§ What the task asks
Gather every line in the items below that contains the word "aircraft", and copy each of those lines unchanged.

[Polygon outlines for photos]
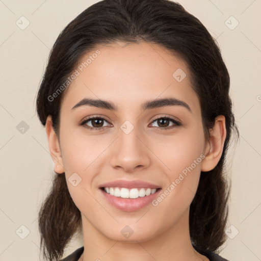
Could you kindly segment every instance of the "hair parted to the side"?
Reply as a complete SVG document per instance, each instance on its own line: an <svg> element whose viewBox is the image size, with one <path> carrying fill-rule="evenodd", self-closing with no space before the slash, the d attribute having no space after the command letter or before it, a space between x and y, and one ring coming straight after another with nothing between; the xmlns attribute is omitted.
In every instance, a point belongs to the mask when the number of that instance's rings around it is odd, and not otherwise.
<svg viewBox="0 0 261 261"><path fill-rule="evenodd" d="M180 5L169 0L104 0L84 10L63 30L53 47L37 94L38 117L44 126L51 115L59 137L66 92L51 101L48 97L66 81L84 55L97 45L119 40L158 44L184 60L200 100L206 140L215 118L225 117L227 135L221 158L213 170L201 172L189 217L193 245L217 251L225 240L228 214L230 186L225 156L232 131L237 138L239 132L229 95L229 76L219 48L200 21ZM69 193L64 173L55 177L38 223L44 257L51 261L61 258L81 226L81 213Z"/></svg>

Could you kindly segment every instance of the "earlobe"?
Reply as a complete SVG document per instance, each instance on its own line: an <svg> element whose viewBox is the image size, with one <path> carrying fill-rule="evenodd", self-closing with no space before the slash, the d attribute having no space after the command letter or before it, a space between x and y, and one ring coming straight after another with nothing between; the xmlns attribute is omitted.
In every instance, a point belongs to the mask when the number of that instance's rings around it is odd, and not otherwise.
<svg viewBox="0 0 261 261"><path fill-rule="evenodd" d="M50 115L48 115L47 117L45 130L48 140L49 150L53 161L55 164L54 170L57 173L62 173L64 172L64 168L63 167L62 153L58 138L53 126L53 121Z"/></svg>
<svg viewBox="0 0 261 261"><path fill-rule="evenodd" d="M205 158L202 162L201 171L213 170L221 158L226 136L225 116L219 115L216 118L210 134L211 137L204 153Z"/></svg>

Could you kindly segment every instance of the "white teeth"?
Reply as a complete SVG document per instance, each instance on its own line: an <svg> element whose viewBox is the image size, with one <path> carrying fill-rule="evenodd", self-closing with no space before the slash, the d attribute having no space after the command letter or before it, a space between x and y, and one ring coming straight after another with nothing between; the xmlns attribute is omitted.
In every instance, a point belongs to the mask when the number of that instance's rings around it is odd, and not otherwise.
<svg viewBox="0 0 261 261"><path fill-rule="evenodd" d="M144 197L154 194L156 189L148 188L146 190L144 188L140 189L134 188L129 190L126 188L105 188L104 190L107 193L115 197L120 197L122 198L137 198L139 197Z"/></svg>

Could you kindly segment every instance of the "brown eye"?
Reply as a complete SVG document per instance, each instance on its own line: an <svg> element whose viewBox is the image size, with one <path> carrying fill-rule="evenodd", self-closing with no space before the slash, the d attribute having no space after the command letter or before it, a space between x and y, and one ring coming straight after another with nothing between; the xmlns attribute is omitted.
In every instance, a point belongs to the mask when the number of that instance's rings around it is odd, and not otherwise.
<svg viewBox="0 0 261 261"><path fill-rule="evenodd" d="M105 122L107 122L109 124L109 122L103 118L92 117L84 120L80 125L83 125L87 128L97 130L105 128L105 126L103 126Z"/></svg>
<svg viewBox="0 0 261 261"><path fill-rule="evenodd" d="M179 126L180 123L176 120L172 119L169 117L162 117L154 120L151 124L153 124L153 122L155 122L158 126L152 126L153 127L158 127L160 128L171 128L176 126ZM172 124L169 125L170 123Z"/></svg>

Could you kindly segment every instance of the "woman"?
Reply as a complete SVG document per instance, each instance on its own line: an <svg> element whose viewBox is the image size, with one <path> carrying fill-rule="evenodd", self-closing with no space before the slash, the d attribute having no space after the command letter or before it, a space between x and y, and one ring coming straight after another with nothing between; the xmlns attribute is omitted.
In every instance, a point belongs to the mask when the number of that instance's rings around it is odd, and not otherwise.
<svg viewBox="0 0 261 261"><path fill-rule="evenodd" d="M55 163L41 246L64 260L224 260L229 76L167 0L105 0L59 36L37 100Z"/></svg>

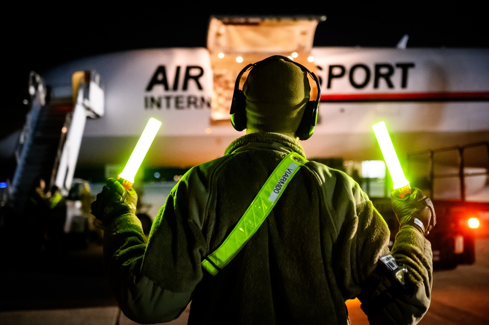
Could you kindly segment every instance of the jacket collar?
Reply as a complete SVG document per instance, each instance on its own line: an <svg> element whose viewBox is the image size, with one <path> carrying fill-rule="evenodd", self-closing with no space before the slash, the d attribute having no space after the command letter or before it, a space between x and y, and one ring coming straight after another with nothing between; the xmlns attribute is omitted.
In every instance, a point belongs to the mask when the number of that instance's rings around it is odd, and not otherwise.
<svg viewBox="0 0 489 325"><path fill-rule="evenodd" d="M305 157L304 149L298 140L280 133L257 132L240 137L226 148L224 155L245 150L271 149L286 153L295 151Z"/></svg>

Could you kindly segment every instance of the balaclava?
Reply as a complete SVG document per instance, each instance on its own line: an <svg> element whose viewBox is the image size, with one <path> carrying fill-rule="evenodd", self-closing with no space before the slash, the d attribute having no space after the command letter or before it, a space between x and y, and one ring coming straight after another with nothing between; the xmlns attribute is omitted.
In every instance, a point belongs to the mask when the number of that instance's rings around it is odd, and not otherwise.
<svg viewBox="0 0 489 325"><path fill-rule="evenodd" d="M310 86L306 71L276 55L251 69L243 92L247 128L295 133L309 101Z"/></svg>

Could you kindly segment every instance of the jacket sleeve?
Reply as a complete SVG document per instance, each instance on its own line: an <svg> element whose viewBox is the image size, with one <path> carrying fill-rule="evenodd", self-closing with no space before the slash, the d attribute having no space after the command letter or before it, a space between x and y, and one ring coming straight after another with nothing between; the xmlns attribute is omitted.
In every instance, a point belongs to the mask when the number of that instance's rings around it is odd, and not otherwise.
<svg viewBox="0 0 489 325"><path fill-rule="evenodd" d="M189 210L200 214L200 207L189 201L195 196L184 178L160 210L147 242L134 215L120 216L104 230L104 264L111 289L124 315L140 324L178 318L202 277L205 243L198 218L196 223L188 217Z"/></svg>
<svg viewBox="0 0 489 325"><path fill-rule="evenodd" d="M403 227L396 236L392 253L397 264L407 270L405 284L401 286L395 279L382 272L381 268L376 268L366 282L375 283L376 288L364 286L359 297L365 305L362 309L371 324L417 324L426 314L431 301L431 244L417 229Z"/></svg>
<svg viewBox="0 0 489 325"><path fill-rule="evenodd" d="M378 274L378 261L389 253L387 224L358 184L341 172L330 170L325 193L335 223L333 251L335 275L345 300L358 297L372 325L416 324L430 304L432 255L429 242L406 227L397 234L392 253L408 272L405 290L391 290L392 279ZM376 280L377 293L371 284ZM375 300L379 291L386 293ZM370 303L373 302L373 303ZM372 308L364 308L370 305Z"/></svg>

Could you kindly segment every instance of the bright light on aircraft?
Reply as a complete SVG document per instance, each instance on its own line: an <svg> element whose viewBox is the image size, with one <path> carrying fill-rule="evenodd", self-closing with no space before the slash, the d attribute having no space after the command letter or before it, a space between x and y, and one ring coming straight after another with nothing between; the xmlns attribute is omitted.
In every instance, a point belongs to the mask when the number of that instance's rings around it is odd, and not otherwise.
<svg viewBox="0 0 489 325"><path fill-rule="evenodd" d="M479 226L480 225L479 218L470 218L468 219L467 223L468 224L469 228L471 228L473 229L479 228Z"/></svg>

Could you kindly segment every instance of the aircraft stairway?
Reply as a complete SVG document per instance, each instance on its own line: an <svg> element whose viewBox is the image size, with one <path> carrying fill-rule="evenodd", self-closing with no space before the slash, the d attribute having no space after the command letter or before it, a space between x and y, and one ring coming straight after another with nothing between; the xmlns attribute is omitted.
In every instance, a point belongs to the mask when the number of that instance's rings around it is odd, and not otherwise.
<svg viewBox="0 0 489 325"><path fill-rule="evenodd" d="M50 105L42 79L33 72L30 79L31 105L16 152L17 164L10 186L12 208L18 214L23 212L39 179L45 180L47 189L53 184L73 110L72 105Z"/></svg>

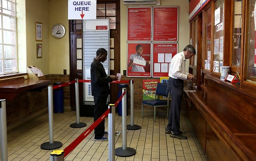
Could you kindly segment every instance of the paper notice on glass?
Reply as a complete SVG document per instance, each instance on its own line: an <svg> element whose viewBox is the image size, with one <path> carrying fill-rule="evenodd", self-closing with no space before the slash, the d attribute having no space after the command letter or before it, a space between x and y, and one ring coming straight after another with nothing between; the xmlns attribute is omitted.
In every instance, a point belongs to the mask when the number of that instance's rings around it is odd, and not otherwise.
<svg viewBox="0 0 256 161"><path fill-rule="evenodd" d="M140 66L145 66L146 62L146 60L140 60L137 58L134 58L133 59L133 64L134 64L135 65L139 65Z"/></svg>
<svg viewBox="0 0 256 161"><path fill-rule="evenodd" d="M172 60L172 53L165 54L165 62L171 62Z"/></svg>
<svg viewBox="0 0 256 161"><path fill-rule="evenodd" d="M165 54L158 53L158 62L165 62Z"/></svg>
<svg viewBox="0 0 256 161"><path fill-rule="evenodd" d="M214 26L220 22L220 7L217 8L214 11Z"/></svg>
<svg viewBox="0 0 256 161"><path fill-rule="evenodd" d="M219 38L214 40L214 55L218 54L219 51Z"/></svg>
<svg viewBox="0 0 256 161"><path fill-rule="evenodd" d="M219 37L219 60L223 60L223 36Z"/></svg>
<svg viewBox="0 0 256 161"><path fill-rule="evenodd" d="M122 74L121 73L117 73L116 74L116 77L117 77L117 81L120 81L121 80L121 76L122 76Z"/></svg>
<svg viewBox="0 0 256 161"><path fill-rule="evenodd" d="M161 72L168 72L168 64L162 63L161 64Z"/></svg>
<svg viewBox="0 0 256 161"><path fill-rule="evenodd" d="M160 72L160 63L154 63L154 72Z"/></svg>

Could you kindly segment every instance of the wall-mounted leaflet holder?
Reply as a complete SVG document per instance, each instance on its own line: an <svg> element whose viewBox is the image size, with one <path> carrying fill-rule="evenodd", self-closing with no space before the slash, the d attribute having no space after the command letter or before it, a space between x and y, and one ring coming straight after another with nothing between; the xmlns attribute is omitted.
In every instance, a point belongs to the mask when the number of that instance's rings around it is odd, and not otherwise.
<svg viewBox="0 0 256 161"><path fill-rule="evenodd" d="M225 80L229 81L231 83L236 83L239 81L236 76L231 74L228 74Z"/></svg>

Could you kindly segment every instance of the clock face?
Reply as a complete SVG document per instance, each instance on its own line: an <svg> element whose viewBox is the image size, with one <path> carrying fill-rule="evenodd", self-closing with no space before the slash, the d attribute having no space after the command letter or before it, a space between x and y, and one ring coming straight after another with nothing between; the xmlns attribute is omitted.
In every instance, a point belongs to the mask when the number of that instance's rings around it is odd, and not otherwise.
<svg viewBox="0 0 256 161"><path fill-rule="evenodd" d="M61 24L53 25L51 29L51 34L55 38L61 38L65 34L65 28Z"/></svg>

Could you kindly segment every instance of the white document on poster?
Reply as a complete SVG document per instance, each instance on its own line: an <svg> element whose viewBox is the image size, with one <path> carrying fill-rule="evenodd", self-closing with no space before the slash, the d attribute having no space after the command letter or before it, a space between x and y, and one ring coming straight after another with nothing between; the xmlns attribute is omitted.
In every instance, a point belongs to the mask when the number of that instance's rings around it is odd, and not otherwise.
<svg viewBox="0 0 256 161"><path fill-rule="evenodd" d="M137 59L137 58L134 58L133 59L133 62L134 64L136 64L141 65L142 66L146 66L146 60L143 60Z"/></svg>
<svg viewBox="0 0 256 161"><path fill-rule="evenodd" d="M168 63L161 64L161 72L168 72Z"/></svg>
<svg viewBox="0 0 256 161"><path fill-rule="evenodd" d="M154 63L154 72L160 72L160 63Z"/></svg>
<svg viewBox="0 0 256 161"><path fill-rule="evenodd" d="M165 62L171 62L172 60L172 53L165 54Z"/></svg>
<svg viewBox="0 0 256 161"><path fill-rule="evenodd" d="M213 54L216 55L219 54L219 38L214 40L214 52Z"/></svg>
<svg viewBox="0 0 256 161"><path fill-rule="evenodd" d="M165 62L165 54L158 53L158 62Z"/></svg>
<svg viewBox="0 0 256 161"><path fill-rule="evenodd" d="M220 7L217 8L214 11L214 26L220 22Z"/></svg>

§ Exercise output
Could you kindly segment every instance of the bright light on aircraft?
Could you kindly segment every instance of the aircraft stairway?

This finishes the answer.